Below are the entries; return every line among them that holds the word "target".

(RECORDS FOR THE TASK begins)

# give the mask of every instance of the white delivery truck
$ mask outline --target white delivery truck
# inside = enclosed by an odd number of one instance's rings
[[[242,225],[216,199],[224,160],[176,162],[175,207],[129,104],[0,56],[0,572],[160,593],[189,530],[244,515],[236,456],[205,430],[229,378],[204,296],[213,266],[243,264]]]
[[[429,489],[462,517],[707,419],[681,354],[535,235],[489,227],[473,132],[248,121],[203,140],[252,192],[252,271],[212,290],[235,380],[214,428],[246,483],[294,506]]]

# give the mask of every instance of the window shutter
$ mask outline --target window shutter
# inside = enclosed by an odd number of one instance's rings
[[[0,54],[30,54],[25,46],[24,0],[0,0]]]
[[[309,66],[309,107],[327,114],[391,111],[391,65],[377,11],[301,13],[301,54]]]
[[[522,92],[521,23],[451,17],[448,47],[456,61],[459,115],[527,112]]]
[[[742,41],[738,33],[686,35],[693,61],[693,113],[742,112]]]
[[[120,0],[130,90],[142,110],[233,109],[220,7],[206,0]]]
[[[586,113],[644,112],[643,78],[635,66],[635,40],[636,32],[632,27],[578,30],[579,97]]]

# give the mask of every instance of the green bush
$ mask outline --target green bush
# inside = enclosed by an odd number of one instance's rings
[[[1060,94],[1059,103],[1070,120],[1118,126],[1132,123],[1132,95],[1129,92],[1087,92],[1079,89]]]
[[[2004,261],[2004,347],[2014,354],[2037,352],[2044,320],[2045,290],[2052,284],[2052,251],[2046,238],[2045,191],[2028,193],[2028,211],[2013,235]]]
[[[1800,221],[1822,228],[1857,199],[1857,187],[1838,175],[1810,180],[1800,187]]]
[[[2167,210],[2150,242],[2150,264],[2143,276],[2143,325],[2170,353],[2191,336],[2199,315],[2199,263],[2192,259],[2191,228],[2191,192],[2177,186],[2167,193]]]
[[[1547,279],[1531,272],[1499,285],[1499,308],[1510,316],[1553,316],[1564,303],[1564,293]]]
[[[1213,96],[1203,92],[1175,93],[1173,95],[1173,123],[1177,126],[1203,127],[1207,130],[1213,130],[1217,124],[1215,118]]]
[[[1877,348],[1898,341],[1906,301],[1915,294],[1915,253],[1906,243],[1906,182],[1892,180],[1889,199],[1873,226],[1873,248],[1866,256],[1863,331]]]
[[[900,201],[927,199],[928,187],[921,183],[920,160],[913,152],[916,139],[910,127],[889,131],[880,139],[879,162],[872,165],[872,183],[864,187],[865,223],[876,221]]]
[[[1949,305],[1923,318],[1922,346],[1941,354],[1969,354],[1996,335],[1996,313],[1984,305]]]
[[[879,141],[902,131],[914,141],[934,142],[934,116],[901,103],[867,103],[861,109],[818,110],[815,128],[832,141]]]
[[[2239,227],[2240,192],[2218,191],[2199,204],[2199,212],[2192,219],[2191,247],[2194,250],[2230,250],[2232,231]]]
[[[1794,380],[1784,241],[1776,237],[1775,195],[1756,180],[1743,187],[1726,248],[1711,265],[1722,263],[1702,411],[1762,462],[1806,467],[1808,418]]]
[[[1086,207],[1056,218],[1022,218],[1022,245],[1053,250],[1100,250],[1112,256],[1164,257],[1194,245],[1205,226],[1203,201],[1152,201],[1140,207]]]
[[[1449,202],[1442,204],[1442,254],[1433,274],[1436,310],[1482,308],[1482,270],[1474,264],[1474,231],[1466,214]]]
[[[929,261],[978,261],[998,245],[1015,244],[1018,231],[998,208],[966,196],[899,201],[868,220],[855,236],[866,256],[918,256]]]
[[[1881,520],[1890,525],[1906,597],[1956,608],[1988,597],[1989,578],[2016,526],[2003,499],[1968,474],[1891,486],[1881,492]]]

(RECORDS FOR THE TASK ends)

# SOLUTION FOR THIS TASK:
$ mask outline --target white delivery truck
$ mask outline --target window shutter
$ mask outline --target green bush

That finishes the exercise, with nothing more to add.